- _PROBLEM_: Pull out of the data below everything from the line containing "Caption verification task — the caption states that the river is" down to the line containing "482 132 800 296", both of those lines included, and reproduce it unchanged.

BEGIN

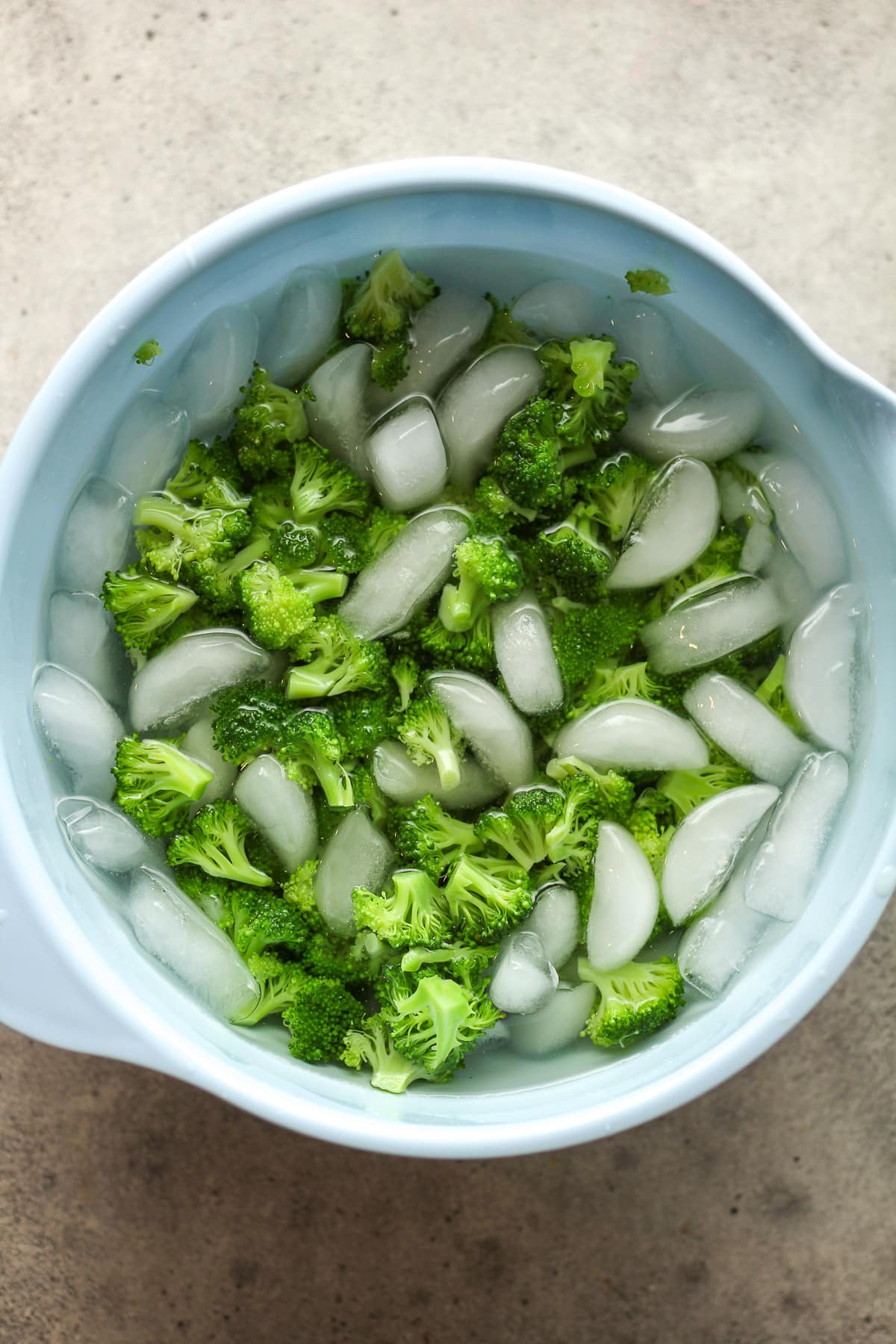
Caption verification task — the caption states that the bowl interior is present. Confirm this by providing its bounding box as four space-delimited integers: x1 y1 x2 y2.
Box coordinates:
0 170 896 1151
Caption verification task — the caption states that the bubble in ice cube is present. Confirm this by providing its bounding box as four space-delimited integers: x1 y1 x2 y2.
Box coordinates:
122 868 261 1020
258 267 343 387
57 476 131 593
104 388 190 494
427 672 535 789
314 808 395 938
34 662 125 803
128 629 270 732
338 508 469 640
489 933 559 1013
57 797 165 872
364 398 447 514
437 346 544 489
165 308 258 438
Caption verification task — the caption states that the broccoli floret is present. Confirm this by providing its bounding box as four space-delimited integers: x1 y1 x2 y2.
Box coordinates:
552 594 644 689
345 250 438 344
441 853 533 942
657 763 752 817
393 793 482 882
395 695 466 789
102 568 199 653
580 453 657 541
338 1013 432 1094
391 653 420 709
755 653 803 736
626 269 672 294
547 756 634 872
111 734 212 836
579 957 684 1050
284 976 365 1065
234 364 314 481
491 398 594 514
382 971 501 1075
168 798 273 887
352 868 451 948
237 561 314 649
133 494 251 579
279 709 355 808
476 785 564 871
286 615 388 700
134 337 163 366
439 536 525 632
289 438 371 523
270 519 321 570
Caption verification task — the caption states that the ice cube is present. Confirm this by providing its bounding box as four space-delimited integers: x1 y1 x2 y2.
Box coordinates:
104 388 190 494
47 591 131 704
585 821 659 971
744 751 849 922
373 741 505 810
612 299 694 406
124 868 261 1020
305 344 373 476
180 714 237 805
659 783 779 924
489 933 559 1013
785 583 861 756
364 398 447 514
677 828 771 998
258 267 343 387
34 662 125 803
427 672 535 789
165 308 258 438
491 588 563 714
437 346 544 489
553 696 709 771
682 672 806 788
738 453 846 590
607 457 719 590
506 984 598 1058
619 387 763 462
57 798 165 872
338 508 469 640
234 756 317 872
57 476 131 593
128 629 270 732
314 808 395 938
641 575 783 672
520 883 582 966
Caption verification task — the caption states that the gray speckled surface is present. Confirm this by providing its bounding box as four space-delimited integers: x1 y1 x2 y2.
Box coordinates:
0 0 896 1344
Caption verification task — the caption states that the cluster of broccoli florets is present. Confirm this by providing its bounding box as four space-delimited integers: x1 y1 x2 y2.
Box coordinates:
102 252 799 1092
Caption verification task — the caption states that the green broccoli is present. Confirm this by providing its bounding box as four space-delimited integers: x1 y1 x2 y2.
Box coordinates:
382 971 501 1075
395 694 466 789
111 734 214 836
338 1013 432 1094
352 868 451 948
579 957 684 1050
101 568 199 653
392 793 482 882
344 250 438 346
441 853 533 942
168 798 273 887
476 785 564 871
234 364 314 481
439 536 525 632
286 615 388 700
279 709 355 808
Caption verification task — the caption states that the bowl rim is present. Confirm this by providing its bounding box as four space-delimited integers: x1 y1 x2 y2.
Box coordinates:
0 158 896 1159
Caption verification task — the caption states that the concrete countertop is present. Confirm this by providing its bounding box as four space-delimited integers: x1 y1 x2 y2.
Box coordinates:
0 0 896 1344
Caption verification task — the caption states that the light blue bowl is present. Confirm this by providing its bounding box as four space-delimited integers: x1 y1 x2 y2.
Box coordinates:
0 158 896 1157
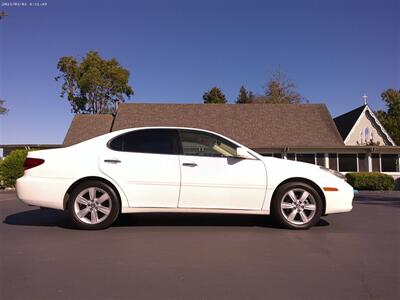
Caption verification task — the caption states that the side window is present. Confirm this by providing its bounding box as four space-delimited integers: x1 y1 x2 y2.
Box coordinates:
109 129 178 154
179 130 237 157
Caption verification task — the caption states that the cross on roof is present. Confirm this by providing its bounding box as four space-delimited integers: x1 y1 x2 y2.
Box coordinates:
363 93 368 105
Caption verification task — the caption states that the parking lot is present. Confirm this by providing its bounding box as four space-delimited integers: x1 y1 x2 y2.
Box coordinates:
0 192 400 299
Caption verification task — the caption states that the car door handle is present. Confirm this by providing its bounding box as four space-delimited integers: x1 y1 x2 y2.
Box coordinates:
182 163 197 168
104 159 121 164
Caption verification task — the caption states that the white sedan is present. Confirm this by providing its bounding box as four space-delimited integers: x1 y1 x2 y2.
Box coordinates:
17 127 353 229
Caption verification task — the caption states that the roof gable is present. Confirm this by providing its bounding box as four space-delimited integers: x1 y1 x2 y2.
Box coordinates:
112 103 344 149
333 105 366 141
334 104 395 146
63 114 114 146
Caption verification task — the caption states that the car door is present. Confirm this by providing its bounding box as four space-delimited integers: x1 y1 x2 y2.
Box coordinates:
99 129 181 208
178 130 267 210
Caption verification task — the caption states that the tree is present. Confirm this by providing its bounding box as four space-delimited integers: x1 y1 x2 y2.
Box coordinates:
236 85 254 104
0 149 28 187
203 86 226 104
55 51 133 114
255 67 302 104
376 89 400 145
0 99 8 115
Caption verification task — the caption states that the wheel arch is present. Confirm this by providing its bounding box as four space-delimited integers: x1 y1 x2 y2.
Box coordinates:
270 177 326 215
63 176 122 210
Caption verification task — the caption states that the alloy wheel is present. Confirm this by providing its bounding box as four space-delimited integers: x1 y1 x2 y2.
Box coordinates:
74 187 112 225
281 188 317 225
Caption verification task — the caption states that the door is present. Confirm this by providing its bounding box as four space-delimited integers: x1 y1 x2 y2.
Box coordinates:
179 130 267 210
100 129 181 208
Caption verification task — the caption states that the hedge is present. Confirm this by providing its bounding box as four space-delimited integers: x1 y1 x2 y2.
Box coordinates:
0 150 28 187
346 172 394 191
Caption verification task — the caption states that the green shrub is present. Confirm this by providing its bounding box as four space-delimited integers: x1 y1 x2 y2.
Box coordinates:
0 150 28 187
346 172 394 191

END
BEGIN

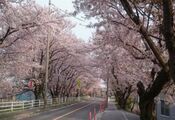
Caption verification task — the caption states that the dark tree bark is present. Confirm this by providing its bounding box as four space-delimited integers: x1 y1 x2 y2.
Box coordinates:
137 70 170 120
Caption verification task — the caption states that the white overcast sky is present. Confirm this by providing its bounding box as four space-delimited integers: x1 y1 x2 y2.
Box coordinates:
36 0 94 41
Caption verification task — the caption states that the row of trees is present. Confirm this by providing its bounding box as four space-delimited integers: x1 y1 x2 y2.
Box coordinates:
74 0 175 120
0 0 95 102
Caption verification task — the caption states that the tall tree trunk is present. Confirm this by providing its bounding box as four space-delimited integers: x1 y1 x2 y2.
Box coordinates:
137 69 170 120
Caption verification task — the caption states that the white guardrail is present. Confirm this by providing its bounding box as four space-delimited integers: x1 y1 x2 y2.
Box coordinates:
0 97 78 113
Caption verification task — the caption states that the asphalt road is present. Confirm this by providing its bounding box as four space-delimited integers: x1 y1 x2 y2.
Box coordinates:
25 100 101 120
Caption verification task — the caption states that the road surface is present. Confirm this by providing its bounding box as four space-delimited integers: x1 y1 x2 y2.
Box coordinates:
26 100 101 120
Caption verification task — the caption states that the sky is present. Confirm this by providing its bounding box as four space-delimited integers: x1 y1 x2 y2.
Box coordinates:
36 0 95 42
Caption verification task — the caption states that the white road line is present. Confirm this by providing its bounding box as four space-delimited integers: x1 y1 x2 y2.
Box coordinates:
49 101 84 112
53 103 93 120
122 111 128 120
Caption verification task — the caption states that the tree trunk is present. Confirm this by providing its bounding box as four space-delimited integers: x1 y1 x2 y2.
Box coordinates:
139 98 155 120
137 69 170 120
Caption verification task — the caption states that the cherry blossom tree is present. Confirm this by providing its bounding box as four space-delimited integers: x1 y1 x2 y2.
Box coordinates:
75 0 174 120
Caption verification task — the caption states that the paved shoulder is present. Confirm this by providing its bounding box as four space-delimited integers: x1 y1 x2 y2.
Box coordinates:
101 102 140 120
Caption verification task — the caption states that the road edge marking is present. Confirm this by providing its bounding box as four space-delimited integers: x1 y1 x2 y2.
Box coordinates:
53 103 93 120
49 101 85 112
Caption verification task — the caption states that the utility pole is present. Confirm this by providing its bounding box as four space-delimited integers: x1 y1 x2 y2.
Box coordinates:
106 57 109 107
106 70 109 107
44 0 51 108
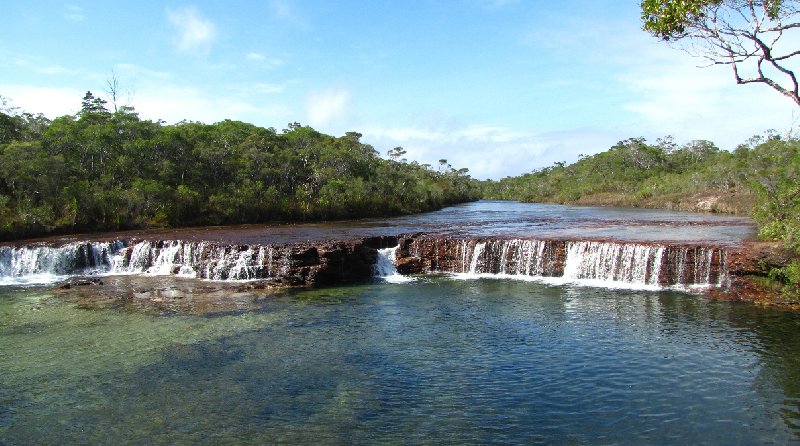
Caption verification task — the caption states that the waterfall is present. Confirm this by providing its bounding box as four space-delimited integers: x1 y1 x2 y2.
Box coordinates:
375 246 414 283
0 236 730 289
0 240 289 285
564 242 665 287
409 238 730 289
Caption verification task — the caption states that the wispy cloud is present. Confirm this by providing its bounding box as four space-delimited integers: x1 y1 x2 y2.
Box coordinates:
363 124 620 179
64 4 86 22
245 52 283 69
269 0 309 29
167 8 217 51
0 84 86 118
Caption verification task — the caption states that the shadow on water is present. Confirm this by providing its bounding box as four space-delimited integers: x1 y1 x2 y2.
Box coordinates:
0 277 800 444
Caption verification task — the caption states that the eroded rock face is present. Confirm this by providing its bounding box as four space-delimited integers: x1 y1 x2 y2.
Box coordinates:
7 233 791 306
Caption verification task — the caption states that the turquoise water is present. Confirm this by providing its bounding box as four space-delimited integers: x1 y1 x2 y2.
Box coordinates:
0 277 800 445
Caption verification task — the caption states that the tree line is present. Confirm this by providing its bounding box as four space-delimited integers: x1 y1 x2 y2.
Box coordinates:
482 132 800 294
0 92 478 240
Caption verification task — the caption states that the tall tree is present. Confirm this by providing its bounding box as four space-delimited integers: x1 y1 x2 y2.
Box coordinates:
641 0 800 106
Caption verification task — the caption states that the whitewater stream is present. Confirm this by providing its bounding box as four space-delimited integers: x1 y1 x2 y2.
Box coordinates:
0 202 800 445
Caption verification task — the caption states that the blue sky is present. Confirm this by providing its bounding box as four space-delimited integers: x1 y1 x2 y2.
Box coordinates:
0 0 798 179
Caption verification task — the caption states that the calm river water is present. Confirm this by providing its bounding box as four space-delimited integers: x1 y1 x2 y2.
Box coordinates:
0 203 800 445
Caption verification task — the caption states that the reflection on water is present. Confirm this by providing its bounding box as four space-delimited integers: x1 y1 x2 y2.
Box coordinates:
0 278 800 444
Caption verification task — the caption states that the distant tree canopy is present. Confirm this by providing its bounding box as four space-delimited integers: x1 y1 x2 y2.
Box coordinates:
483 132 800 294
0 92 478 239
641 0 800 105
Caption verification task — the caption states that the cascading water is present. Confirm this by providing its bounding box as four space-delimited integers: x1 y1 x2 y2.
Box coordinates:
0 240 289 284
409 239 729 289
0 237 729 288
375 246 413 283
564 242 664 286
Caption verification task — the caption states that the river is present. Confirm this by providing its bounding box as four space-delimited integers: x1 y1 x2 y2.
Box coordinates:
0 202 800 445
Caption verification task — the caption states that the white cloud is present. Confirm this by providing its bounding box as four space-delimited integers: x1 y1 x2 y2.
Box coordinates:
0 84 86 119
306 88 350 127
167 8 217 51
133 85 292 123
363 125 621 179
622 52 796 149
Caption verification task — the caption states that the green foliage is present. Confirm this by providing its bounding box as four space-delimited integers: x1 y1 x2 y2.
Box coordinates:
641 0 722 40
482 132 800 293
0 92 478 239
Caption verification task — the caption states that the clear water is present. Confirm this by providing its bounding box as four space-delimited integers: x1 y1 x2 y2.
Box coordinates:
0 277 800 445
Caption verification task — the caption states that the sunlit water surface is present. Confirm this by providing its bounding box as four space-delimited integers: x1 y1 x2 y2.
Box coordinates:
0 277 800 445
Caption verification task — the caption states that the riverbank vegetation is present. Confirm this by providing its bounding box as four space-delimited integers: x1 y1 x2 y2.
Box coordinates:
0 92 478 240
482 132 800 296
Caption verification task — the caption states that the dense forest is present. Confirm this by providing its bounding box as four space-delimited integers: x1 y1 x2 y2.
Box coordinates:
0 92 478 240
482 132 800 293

END
BEGIN

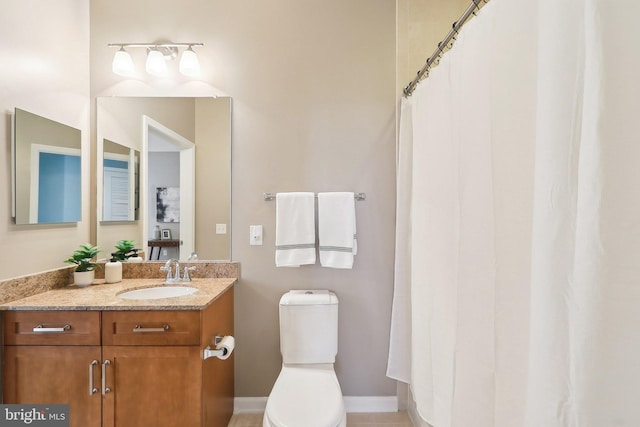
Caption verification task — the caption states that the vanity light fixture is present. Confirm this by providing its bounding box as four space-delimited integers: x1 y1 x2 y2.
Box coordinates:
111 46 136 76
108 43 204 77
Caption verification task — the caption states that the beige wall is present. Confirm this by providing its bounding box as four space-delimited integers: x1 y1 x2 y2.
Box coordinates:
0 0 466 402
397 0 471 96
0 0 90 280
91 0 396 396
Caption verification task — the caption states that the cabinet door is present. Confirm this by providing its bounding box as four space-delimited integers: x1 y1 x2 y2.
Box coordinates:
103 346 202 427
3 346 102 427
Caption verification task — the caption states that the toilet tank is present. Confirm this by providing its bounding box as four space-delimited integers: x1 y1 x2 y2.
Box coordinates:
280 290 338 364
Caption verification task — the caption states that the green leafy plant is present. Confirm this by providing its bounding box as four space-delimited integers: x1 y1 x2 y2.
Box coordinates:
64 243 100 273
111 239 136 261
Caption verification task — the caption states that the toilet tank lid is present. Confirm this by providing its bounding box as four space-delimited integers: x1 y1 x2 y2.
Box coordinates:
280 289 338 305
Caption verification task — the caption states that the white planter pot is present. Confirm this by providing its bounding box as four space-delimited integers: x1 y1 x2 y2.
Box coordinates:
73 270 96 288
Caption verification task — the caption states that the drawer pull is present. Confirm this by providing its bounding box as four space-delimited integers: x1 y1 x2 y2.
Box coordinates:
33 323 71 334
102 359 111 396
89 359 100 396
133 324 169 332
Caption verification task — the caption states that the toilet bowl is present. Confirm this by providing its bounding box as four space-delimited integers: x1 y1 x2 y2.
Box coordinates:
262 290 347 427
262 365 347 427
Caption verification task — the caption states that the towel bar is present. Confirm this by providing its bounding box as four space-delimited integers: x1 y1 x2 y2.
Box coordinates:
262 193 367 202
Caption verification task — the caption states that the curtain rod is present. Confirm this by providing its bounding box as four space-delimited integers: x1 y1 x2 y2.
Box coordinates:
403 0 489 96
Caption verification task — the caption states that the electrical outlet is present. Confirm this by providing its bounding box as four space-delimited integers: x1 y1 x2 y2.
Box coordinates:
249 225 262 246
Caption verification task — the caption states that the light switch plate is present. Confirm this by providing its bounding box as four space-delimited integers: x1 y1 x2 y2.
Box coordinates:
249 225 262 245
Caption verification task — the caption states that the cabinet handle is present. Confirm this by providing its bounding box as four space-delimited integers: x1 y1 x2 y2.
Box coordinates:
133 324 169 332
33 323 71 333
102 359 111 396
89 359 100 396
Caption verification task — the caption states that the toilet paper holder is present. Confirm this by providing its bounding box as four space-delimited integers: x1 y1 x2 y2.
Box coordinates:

END

- _WRITTEN REPLY_:
Caption verification task — the caption states that the river is present. Confirm this by providing its bounding box as four space-delimited integers: x1 y1 x2 y2.
Box coordinates:
0 202 800 445
Caption verification task — the caption states that the white cloud is present. Confirm this by providing its bounding box as four space-delimited integers: x1 y1 x2 y2.
Box coordinates:
0 84 86 119
306 88 350 127
167 8 217 51
133 85 292 123
363 125 621 179
622 52 796 149
Caption verification task — the caption states that the green foliage is present. Confirm this by providing its bounding box as four space-delimited integers: x1 y1 x2 y2.
Box coordinates:
641 0 722 40
482 132 800 293
0 92 478 239
Caption verification task — the caption states that the clear water is present. Confirm this by providing its bounding box as four space-delimited integers: x1 y1 x2 y2.
Box coordinates:
0 277 800 445
Caption verification task — the caption states that the sunlit water surface is present. Confirm this by providing its bounding box as four space-delimited integers: x1 y1 x2 y2.
Box coordinates:
0 277 800 445
Caption verification task — the caption states that the riverbank vegetation is present. Confirm this by providing its bounding box as four space-delimited integers: x1 y1 x2 y2.
Box coordinates:
0 92 478 240
482 132 800 296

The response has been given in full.